Problems to solve
A - Please answer these questions about the forum question below:
(i) Which differential equation is the problem about?
(ii) For which values of t must the inequality hold?
(iii) Which inequality has the poster already thought about?
B - For each statement, say whether it agrees with the forum question below. Answer yes or no, and quote the words from the forum question that decide it.
(i) The poster has already solved the problem using Bellman-Gronwall's inequality.
(ii) The poster asks readers for an idea or a solution.
(iii) The poster says any help will be appreciated.
── Supplied text ──
Prove that $\left \|x(t_0) \right \|\exp \left (-\int_{t_0}^{t} \left \|A(t_1) \right \|\mathrm{d}t_1 \right )\le \left \| x(t) \right \|$

Question

I have a problem:

For $\dfrac{dx}{dt}=A(t)x$, where $A(t)\in C\left [t_0,+\infty \right )$. Prove that: $$\left \|x(t_0) \right \|\exp \left (-\int_{t_0}^{t} \left \|A(t_1) \right \|\mathrm{d}t_1 \right )\le \left \| x(t) \right \|\le \left \|x(t_0) \right \|\exp \left (\int_{t_0}^{t} \left \|A(t_1) \right \|\mathrm{d}t_1 \right ), \forall t \ge t_0$$ I have thought about Bellman-Gronwall's inequality, but I still no solution :( . Can anyone have an idea or a solution? Any help will be appreciated! Thanks.
───
── Extracted information ──
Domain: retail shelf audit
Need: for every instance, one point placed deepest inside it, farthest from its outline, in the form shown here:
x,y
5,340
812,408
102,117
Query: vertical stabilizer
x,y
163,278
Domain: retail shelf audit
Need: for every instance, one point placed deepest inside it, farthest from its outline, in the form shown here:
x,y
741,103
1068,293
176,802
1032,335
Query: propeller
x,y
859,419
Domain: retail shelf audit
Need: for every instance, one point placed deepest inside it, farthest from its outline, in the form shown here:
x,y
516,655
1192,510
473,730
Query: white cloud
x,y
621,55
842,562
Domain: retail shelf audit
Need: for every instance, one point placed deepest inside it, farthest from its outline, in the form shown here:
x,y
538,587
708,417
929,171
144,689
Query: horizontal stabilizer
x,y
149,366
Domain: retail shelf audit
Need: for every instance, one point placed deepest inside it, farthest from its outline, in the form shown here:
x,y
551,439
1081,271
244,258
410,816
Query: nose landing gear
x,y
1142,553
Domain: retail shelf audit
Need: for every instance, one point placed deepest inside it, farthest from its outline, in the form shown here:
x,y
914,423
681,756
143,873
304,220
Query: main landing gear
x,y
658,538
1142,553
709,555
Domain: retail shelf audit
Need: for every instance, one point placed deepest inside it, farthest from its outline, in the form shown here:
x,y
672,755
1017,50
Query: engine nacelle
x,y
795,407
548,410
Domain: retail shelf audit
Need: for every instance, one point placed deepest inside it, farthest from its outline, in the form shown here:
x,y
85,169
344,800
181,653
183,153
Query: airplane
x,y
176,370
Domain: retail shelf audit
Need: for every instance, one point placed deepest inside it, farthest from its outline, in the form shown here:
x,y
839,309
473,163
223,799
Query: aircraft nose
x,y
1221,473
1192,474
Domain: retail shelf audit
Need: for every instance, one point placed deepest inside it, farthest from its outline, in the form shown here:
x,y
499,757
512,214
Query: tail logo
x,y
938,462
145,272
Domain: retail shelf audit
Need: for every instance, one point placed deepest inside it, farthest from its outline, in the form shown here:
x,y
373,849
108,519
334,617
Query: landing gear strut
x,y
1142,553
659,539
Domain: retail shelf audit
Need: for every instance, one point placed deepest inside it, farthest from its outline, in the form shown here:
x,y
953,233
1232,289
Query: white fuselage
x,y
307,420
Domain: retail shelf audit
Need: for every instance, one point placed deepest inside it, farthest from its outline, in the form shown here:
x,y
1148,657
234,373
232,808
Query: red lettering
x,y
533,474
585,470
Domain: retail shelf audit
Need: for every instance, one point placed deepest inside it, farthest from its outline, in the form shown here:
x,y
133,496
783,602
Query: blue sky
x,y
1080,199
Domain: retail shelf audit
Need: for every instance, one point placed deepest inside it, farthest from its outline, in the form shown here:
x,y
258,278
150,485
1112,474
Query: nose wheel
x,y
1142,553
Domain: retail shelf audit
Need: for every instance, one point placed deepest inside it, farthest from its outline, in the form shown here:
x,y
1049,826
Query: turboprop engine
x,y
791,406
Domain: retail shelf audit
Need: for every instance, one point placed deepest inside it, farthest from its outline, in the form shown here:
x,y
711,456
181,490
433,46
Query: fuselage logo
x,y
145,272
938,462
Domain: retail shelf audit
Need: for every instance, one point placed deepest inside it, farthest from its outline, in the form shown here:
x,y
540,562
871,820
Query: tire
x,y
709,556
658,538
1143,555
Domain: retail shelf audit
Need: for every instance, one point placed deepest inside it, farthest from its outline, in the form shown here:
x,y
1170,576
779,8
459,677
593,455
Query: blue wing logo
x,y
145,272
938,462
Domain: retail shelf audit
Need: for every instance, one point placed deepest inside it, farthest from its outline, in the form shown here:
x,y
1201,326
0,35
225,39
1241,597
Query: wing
───
Solutions to each task
A -
(i) dx/dt = A(t)x
(ii) For all t ≥ t₀
(iii) Bellman-Gronwall's inequality

B -
(i) No: "I have thought about Bellman-Gronwall's inequality, but I still no solution"
(ii) Yes: "Can anyone have an idea or a solution?"
(iii) Yes: "Any help will be appreciated!"